[Excerpts of location labeling data]
************

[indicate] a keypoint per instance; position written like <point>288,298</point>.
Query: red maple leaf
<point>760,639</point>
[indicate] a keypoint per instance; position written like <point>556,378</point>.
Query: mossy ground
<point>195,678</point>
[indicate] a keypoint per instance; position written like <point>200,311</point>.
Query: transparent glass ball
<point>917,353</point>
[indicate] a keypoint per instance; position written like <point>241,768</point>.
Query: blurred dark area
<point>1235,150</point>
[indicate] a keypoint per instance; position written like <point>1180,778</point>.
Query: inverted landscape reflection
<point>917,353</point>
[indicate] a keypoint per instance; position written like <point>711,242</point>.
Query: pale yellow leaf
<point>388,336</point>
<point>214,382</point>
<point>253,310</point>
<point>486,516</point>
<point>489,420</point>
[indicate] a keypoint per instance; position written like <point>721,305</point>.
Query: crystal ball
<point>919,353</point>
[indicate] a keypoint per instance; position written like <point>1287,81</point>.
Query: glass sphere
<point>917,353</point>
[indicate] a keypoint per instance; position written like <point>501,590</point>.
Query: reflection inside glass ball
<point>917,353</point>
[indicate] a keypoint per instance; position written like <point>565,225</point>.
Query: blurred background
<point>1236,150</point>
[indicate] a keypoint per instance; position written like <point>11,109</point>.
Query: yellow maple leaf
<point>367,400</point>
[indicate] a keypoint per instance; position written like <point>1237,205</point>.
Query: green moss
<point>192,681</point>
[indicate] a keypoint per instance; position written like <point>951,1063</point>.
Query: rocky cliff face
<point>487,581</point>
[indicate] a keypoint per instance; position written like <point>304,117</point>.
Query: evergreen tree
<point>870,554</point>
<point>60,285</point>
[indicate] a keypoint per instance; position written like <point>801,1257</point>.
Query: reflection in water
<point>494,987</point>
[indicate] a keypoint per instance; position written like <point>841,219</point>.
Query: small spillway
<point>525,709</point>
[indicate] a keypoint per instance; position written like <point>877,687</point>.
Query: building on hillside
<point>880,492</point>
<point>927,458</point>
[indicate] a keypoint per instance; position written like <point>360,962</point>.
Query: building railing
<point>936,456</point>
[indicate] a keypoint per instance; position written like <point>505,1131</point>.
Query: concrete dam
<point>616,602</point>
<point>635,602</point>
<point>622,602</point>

************

Go through the listing and print each line exactly as it appears.

**Task output**
[indicate] a keypoint per instance; position written like <point>288,298</point>.
Query: red maple leaf
<point>760,639</point>
[indicate] a keypoint per instance; position written like <point>556,378</point>.
Query: mossy ground
<point>195,678</point>
[indicate] a keypoint per instance; position written like <point>200,311</point>.
Query: transparent glass ball
<point>917,353</point>
[indicate] a keypoint per instance; position written like <point>241,768</point>.
Query: blurred dark area
<point>1235,150</point>
[indicate] a keypoint per instance; position written like <point>1180,778</point>.
Query: inverted landscape reflection
<point>917,353</point>
[indicate] a keypoint per instance; position written like <point>711,242</point>.
Query: pale yellow leaf
<point>388,336</point>
<point>214,382</point>
<point>253,310</point>
<point>486,516</point>
<point>489,420</point>
[indicate] a keypoint per instance; position written like <point>721,305</point>.
Query: crystal ball
<point>919,353</point>
[indicate] a keypoint per instance; position written like <point>1287,81</point>.
Query: glass sphere
<point>917,353</point>
[indicate] a keypoint per instance; position written like <point>501,590</point>.
Query: reflection inside glass ball
<point>917,353</point>
[indicate] a keypoint per instance; position written like <point>565,225</point>.
Query: blurred background
<point>1236,150</point>
[indicate] a keypoint per instance; position written like <point>11,109</point>.
Query: yellow maple leaf
<point>367,400</point>
[indicate] a keypoint per instance; position written like <point>1237,205</point>.
Query: green moss
<point>192,681</point>
[indicate] a keypoint per instance; position written like <point>951,1063</point>.
Query: rocky cliff face
<point>487,581</point>
[indicate] a keypoint per instance; position written like <point>304,117</point>.
Query: evergreen tree
<point>870,554</point>
<point>60,285</point>
[indicate] a keypoint per instance; position written like <point>801,1257</point>.
Query: reflection in water
<point>494,987</point>
[indicate] a keypoint per instance; position written like <point>841,219</point>.
Query: small spillway
<point>525,709</point>
[indicate] a keypoint per instance; position written like <point>877,687</point>.
Query: building on hillside
<point>880,492</point>
<point>927,458</point>
[indicate] a keypoint per instance; position written like <point>360,962</point>.
Query: building railing
<point>936,456</point>
[indicate] a keypoint per instance; position written like <point>505,1131</point>.
Query: concrete dam
<point>616,602</point>
<point>635,602</point>
<point>622,602</point>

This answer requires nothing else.